AIM
Return each line in the rows below that contains the string "branch". Case counts.

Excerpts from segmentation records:
──────────
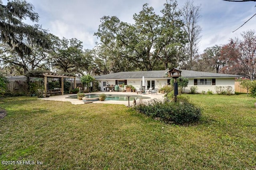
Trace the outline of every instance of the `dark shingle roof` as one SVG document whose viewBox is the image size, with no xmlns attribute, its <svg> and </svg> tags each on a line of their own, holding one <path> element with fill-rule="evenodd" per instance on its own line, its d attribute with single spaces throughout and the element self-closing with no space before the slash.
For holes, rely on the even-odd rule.
<svg viewBox="0 0 256 170">
<path fill-rule="evenodd" d="M 187 77 L 242 77 L 238 75 L 232 75 L 226 74 L 220 74 L 208 73 L 202 71 L 196 71 L 190 70 L 179 70 L 182 71 L 182 76 Z M 145 78 L 157 78 L 166 77 L 166 73 L 167 70 L 159 70 L 142 71 L 123 71 L 106 74 L 105 75 L 95 76 L 96 79 L 136 79 L 142 78 L 144 76 Z"/>
<path fill-rule="evenodd" d="M 145 78 L 164 77 L 166 75 L 164 74 L 167 71 L 123 71 L 112 73 L 105 75 L 98 75 L 94 77 L 96 79 L 141 79 L 142 76 Z"/>
</svg>

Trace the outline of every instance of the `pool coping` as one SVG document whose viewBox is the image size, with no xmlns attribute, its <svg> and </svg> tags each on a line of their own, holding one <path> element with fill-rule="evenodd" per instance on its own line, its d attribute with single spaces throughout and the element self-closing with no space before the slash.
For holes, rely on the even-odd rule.
<svg viewBox="0 0 256 170">
<path fill-rule="evenodd" d="M 125 94 L 124 94 L 125 93 Z M 85 93 L 86 94 L 101 94 L 102 93 L 104 93 L 106 95 L 129 95 L 132 96 L 132 95 L 136 95 L 134 94 L 134 92 L 96 92 L 90 93 Z M 78 99 L 76 100 L 75 99 L 71 99 L 69 98 L 66 98 L 68 97 L 69 95 L 74 95 L 74 94 L 67 94 L 64 95 L 55 95 L 55 96 L 51 96 L 50 97 L 45 97 L 42 98 L 38 98 L 39 100 L 48 100 L 48 101 L 67 101 L 70 102 L 73 105 L 82 105 L 84 104 L 84 102 L 82 101 L 82 100 L 79 100 Z M 151 99 L 164 99 L 164 94 L 158 93 L 157 95 L 156 94 L 149 94 L 148 93 L 146 93 L 145 94 L 142 95 L 138 95 L 140 96 L 145 96 L 147 97 L 150 97 L 150 99 L 144 99 L 143 100 L 145 101 L 148 101 L 150 100 Z M 138 101 L 138 100 L 140 99 L 138 99 L 136 101 Z M 124 105 L 126 106 L 128 105 L 128 101 L 95 101 L 93 102 L 93 103 L 104 103 L 104 104 L 120 104 L 120 105 Z M 132 101 L 130 101 L 130 105 L 131 105 L 132 104 Z"/>
</svg>

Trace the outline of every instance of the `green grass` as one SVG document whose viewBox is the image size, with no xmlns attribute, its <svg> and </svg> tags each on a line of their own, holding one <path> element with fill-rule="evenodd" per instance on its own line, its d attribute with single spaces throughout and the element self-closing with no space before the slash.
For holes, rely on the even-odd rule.
<svg viewBox="0 0 256 170">
<path fill-rule="evenodd" d="M 119 105 L 15 97 L 0 101 L 0 169 L 256 168 L 255 99 L 190 95 L 196 124 L 168 125 Z"/>
</svg>

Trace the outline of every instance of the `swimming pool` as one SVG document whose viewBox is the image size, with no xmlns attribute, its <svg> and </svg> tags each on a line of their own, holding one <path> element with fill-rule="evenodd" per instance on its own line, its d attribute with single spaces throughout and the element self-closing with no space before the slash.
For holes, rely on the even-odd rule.
<svg viewBox="0 0 256 170">
<path fill-rule="evenodd" d="M 85 97 L 87 97 L 87 98 L 96 98 L 99 97 L 100 94 L 86 94 Z M 77 99 L 77 96 L 76 95 L 70 95 L 68 96 L 68 98 L 71 99 Z M 106 99 L 105 100 L 114 100 L 117 101 L 128 101 L 128 96 L 130 96 L 129 100 L 132 101 L 134 99 L 135 99 L 137 98 L 142 98 L 144 99 L 150 99 L 150 97 L 143 96 L 140 95 L 106 95 Z M 92 101 L 90 100 L 90 101 Z"/>
</svg>

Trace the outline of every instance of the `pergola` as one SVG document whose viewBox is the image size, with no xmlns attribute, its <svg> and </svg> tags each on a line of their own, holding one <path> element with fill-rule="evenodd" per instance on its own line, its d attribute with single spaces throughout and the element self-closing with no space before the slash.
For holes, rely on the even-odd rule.
<svg viewBox="0 0 256 170">
<path fill-rule="evenodd" d="M 74 76 L 70 76 L 65 75 L 64 74 L 60 75 L 53 73 L 43 73 L 41 77 L 44 78 L 44 93 L 46 94 L 46 90 L 47 89 L 47 77 L 52 78 L 60 78 L 61 81 L 61 95 L 64 95 L 64 78 L 73 78 L 74 81 L 74 88 L 76 88 L 76 77 Z"/>
</svg>

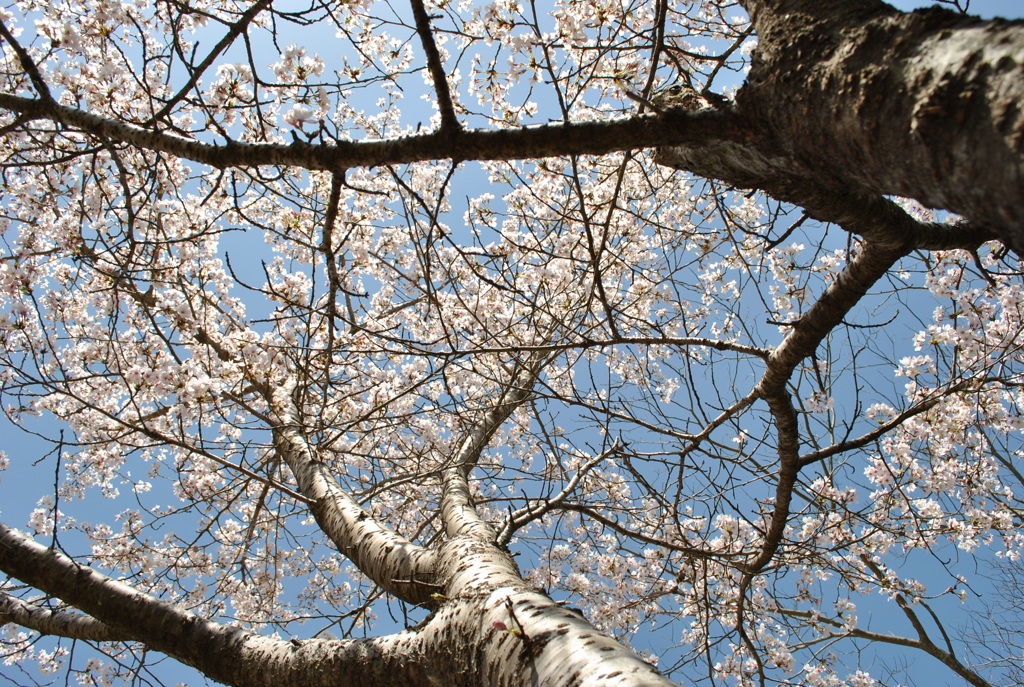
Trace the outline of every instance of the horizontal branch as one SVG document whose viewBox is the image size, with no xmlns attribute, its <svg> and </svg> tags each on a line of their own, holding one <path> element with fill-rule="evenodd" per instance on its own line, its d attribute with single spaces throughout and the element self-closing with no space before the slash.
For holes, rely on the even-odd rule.
<svg viewBox="0 0 1024 687">
<path fill-rule="evenodd" d="M 126 642 L 128 633 L 115 630 L 94 617 L 66 610 L 44 608 L 6 592 L 0 592 L 0 626 L 12 622 L 40 635 L 53 635 L 87 642 Z"/>
<path fill-rule="evenodd" d="M 46 120 L 99 138 L 120 140 L 147 151 L 167 153 L 224 169 L 283 165 L 340 171 L 352 167 L 401 165 L 429 160 L 526 160 L 566 155 L 605 155 L 658 145 L 727 138 L 748 134 L 733 113 L 689 113 L 672 110 L 616 120 L 545 124 L 518 129 L 442 130 L 383 140 L 207 143 L 103 117 L 76 108 L 0 93 L 0 109 L 27 120 Z"/>
</svg>

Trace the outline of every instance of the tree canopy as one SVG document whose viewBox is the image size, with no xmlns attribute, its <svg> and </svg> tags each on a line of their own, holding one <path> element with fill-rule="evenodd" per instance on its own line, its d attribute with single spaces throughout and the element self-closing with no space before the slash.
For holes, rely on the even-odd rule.
<svg viewBox="0 0 1024 687">
<path fill-rule="evenodd" d="M 938 4 L 0 11 L 3 675 L 1010 684 L 1024 23 Z"/>
</svg>

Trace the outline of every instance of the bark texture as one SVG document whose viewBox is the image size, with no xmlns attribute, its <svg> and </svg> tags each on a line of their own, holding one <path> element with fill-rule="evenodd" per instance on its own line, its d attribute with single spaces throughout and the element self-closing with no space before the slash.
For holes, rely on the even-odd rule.
<svg viewBox="0 0 1024 687">
<path fill-rule="evenodd" d="M 663 149 L 663 163 L 860 233 L 893 214 L 883 196 L 913 198 L 972 225 L 954 239 L 904 221 L 915 247 L 994 234 L 1021 253 L 1024 24 L 877 0 L 742 4 L 759 47 L 729 115 L 751 137 Z"/>
</svg>

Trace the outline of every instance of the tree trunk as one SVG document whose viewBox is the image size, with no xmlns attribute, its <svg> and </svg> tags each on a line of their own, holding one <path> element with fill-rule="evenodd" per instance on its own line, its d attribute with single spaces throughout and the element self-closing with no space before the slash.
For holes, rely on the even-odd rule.
<svg viewBox="0 0 1024 687">
<path fill-rule="evenodd" d="M 752 139 L 662 162 L 840 223 L 823 202 L 869 203 L 869 221 L 880 196 L 913 198 L 1024 250 L 1024 23 L 878 0 L 741 4 L 759 39 L 736 98 Z"/>
</svg>

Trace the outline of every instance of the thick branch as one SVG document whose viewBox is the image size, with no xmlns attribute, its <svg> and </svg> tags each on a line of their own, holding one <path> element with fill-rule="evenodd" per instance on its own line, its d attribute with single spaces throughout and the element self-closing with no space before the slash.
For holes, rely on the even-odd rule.
<svg viewBox="0 0 1024 687">
<path fill-rule="evenodd" d="M 914 198 L 1024 249 L 1024 23 L 878 0 L 742 4 L 760 42 L 737 108 L 773 155 L 825 188 Z"/>
<path fill-rule="evenodd" d="M 286 165 L 339 171 L 427 160 L 527 160 L 604 155 L 697 140 L 742 138 L 742 123 L 720 113 L 670 113 L 621 120 L 549 124 L 524 129 L 440 130 L 385 140 L 308 143 L 205 143 L 39 99 L 0 93 L 0 109 L 48 120 L 94 136 L 168 153 L 216 168 Z"/>
<path fill-rule="evenodd" d="M 0 592 L 0 626 L 5 622 L 19 625 L 40 635 L 54 635 L 88 642 L 125 642 L 132 639 L 129 633 L 115 630 L 94 617 L 44 608 L 10 596 L 6 592 Z"/>
<path fill-rule="evenodd" d="M 433 552 L 380 524 L 341 488 L 306 439 L 294 391 L 293 380 L 273 393 L 273 440 L 299 489 L 312 500 L 316 524 L 386 592 L 409 603 L 433 605 L 430 595 L 437 591 Z"/>
<path fill-rule="evenodd" d="M 546 359 L 543 353 L 534 353 L 522 363 L 495 407 L 484 413 L 479 422 L 469 430 L 444 469 L 441 482 L 441 519 L 449 536 L 471 536 L 481 542 L 497 540 L 495 528 L 480 517 L 473 505 L 469 474 L 495 432 L 517 407 L 529 399 L 537 376 Z"/>
</svg>

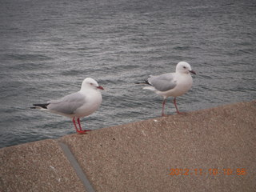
──────────
EXERCISE RESULT
Trace the outline of every instance of the horizontal branch as one SVG document whose viewBox is the image size, with no xmlns attribute, its <svg> and </svg> tags each on a line of their own, holding one <path> element with fill-rule="evenodd" per instance on its own line, its d attribute with single spaces throughout and the element self-closing with no space before the slash.
Trace the outline of every instance of the thick branch as one SVG document whose viewBox is the image size, with no xmlns attribute, its <svg> and </svg> tags each on a line of their own, holding one <path> element with fill-rule="evenodd" per instance on its own line, its d attribute with single spaces throughout and the element self-closing with no space before the slash.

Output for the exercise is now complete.